--- Begin DATA ENTRIES ---
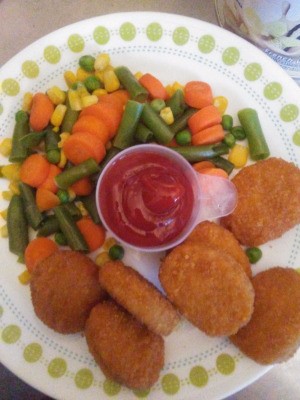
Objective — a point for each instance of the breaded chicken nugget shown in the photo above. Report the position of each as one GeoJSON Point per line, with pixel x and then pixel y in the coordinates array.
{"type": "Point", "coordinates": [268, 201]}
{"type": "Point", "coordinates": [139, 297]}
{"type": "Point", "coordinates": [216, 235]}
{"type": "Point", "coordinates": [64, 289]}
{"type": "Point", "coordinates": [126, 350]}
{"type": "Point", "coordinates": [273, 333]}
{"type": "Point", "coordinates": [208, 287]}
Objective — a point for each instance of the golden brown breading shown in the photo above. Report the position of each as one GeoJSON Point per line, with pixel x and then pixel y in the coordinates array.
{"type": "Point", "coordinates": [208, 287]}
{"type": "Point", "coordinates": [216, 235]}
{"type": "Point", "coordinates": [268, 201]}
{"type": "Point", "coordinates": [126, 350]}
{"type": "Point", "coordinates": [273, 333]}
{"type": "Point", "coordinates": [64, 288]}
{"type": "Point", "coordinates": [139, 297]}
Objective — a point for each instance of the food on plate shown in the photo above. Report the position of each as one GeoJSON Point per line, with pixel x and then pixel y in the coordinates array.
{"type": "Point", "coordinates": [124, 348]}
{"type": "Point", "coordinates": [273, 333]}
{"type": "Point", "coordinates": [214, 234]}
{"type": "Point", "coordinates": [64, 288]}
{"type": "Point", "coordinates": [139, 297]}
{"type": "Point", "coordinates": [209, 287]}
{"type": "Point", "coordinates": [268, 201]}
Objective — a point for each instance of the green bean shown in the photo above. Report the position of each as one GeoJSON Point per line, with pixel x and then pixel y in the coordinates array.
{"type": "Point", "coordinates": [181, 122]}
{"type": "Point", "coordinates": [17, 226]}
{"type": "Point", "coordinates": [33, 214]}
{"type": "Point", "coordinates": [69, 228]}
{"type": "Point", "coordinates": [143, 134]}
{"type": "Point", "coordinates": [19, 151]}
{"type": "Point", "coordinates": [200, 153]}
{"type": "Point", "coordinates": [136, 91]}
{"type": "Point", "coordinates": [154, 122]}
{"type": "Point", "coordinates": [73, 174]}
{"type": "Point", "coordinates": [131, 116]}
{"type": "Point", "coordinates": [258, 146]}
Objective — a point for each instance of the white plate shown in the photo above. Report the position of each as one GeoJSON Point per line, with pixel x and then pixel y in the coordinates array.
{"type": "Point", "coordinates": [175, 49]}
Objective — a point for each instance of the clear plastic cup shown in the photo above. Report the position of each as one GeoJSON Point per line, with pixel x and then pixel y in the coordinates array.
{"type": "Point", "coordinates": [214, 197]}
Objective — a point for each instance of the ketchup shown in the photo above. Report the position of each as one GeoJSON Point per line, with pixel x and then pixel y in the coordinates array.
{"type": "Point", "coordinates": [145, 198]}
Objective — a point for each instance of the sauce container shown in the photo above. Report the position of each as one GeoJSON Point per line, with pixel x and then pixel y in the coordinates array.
--- End DATA ENTRIES ---
--- Begin DATA ENTRIES ---
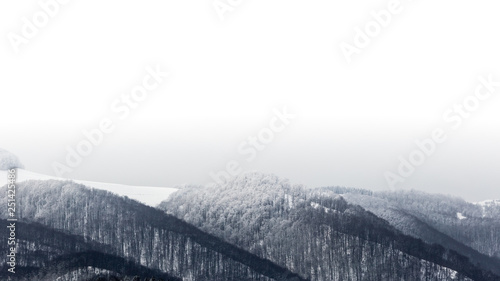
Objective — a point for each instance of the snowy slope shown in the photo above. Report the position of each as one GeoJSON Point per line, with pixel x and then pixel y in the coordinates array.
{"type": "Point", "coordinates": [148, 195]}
--- End DATA ENTRIES ---
Extract each line in the two blocks above that contains the string "plate" and copy it out in full.

*ANSWER FOR THE TASK*.
Objective — a point for each instance of the food on plate shown in the photo above. Report the position of each as one GeoJSON Point per line, with pixel x and then pixel y in the coordinates array.
Objective — a point for each instance of the white plate shown in the photo above. Report the position of each as one GeoJSON Point per line, with pixel x and then pixel y in the coordinates array.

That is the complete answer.